#### Passage for review
For detailed discussion of this video and related events, see on this site Matthew G. Kirschenbaum’s “No Round Trip: Two New Primary Sources for Agrippa“ (as well as the earlier excerpt from his book, Mechanisms: New Media and the Forensic Imagination (MIT Press, 2008). Of related interest: Re:Agrippa, an experimental video composition made by Rosehammer and Templar in 1993 that samples and remixes selected footage from the 1992 bootleg video, and adds experimental-video-style montage, sound, and titling effects.
Video Cartridge with ¾” Tape Copy of Bootleg Video of “Transmission” Event at the Americas Society, New York City (December 9, 1992)
Item #D49. Video cartridge containing ¾”-tape copy of the bootleg video of “Transmission” event at the Americas Society, New York Society. (Basis of Item #D48 on this site; original video recorded 9 Dec. 1992; date of this video cartridge and its copy of the original tape unknown)

#### Data items

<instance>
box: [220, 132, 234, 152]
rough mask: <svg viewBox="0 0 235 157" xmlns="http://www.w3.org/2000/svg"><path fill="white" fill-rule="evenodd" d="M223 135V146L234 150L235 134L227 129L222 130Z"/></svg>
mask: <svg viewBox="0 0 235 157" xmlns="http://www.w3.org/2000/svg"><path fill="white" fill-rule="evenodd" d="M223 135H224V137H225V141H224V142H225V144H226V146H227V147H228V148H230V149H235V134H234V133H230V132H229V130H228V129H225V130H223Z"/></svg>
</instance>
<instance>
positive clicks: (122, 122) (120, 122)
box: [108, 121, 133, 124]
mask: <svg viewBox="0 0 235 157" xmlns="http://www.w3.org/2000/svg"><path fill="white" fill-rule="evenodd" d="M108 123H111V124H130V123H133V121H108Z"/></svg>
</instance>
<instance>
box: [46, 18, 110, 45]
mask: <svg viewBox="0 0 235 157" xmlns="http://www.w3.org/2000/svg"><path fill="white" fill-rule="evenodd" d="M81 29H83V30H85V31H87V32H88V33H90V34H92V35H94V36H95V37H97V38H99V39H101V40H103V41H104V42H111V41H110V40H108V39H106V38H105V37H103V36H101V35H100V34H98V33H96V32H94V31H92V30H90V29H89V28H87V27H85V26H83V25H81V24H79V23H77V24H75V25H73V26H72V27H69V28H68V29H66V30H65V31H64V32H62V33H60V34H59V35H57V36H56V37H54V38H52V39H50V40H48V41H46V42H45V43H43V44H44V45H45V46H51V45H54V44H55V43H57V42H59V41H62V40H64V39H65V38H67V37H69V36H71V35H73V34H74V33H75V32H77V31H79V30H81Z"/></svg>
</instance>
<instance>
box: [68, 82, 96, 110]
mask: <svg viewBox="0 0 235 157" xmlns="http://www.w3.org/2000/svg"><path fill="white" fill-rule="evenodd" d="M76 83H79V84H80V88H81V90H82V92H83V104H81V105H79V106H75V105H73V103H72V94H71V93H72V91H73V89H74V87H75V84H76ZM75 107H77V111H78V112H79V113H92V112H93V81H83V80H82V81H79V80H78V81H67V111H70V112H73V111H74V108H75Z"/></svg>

#### Task item
According to the Agrippa video note, who made Re:Agrippa, and in what year?

#### Completed task
Rosehammer and Templar made it in 1993.